Which, goes back to the aforementioned document.

 Huddling up

“Change the Morgantown High School Mascot” was launched weeks ago on Change.org, the online activism site.

Type “change.org morgantown high school” in a search engine to sign the petition.

While there, you may also view the mission statement of its founders, a group calling itself, “Students Against the MHS Mascot.”

Morgantown High’s use of such imagery, petition organizers say, is “insensitive and disrespectful” to Native American culture.

 As is the “Mohigan” moniker it uses for its sports teams, they also say.

It calls for the school and community to come up with something different that, its founders say, doesn’t denigrate.

By 8:15 p.m. Thursday, 1,800 people (and counting), had electronically nodded in agreement, by affixing their digital signatures.

The petition is hitting right as sport teams are under intensive scrutiny for their use of Native American names and imagery.

Teams such as the now-former Washington Redskins of the NFL, which is now (temporarily) known as “The Washington Football Team,” before it kicks off its new name and logo after this season.

========

**WRITTEN REQUEST A**
Extract the passage from the Morgantown High School mascot article starting with "Morgantown High’s use" and going on through "their digital signatures.".
**WRITTEN REQUEST B**
Write what comes next in the article on the Morgantown High School mascot petition, picking up after its final sentence.

**SUPPLIED INFORMATION**

========

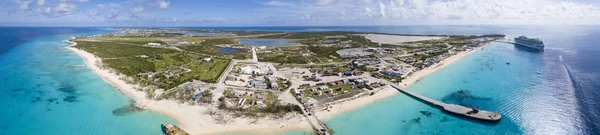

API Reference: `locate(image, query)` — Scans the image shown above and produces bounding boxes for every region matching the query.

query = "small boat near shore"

========

**EXPECTED ANSWER A**
Morgantown High’s use of such imagery, petition organizers say, is “insensitive and disrespectful” to Native American culture.

 As is the “Mohigan” moniker it uses for its sports teams, they also say.

It calls for the school and community to come up with something different that, its founders say, doesn’t denigrate.

By 8:15 p.m. Thursday, 1,800 people (and counting), had electronically nodded in agreement, by affixing their digital signatures.

**EXPECTED ANSWER B**
The decision by its owners to bench the name of the pro franchise in the nation’s capital came earlier this month following weeks of social unrest and racial tension across the U.S. — and that, Bonnie Brown said, was about time.

 Disrespect (highs and lows thereof)

Brown is coordinator of WVU’s Program for Native American Studies.

Historically, she said, teams logically may have meant no ill by choosing “Indian” mascots.

 The Cleveland Indians of Major League Baseball, she said, took their moniker in 1915.

Psychological wounds, though, she said, can’t help but be  inflicted.

T-shirts and banners carried worlds of cultural hurt, she said, with slogans such as “Scalp the Indians,” and the like.

It’s not innocent fun, she said, nor is it the stuff of simple team rivalry.

“They are reducing real people to cartoon imagery,” Brown said.

 “They are degrading sacred traditions related to regalia, symbols of honor, dance, song and rituals.”

 Online protests, and other forms of irony

While people may think “Mohican,” when they hear the name of the MHS mascot, it  was a yearbook, and not Native American culture, that inspired “Mohigan,” according to school lore.

As chronicled in the MHS handbook for parents of student-athletes, the name Mohigan is a mash-up of the yearbook’s name “Morgantown High Annual.”

 An identity was born by taking a bunched-up abbreviation.

 Mo-hi-gan.

 The school kept the Indian theme “to align with the well-known Mohican,” according to the handbook.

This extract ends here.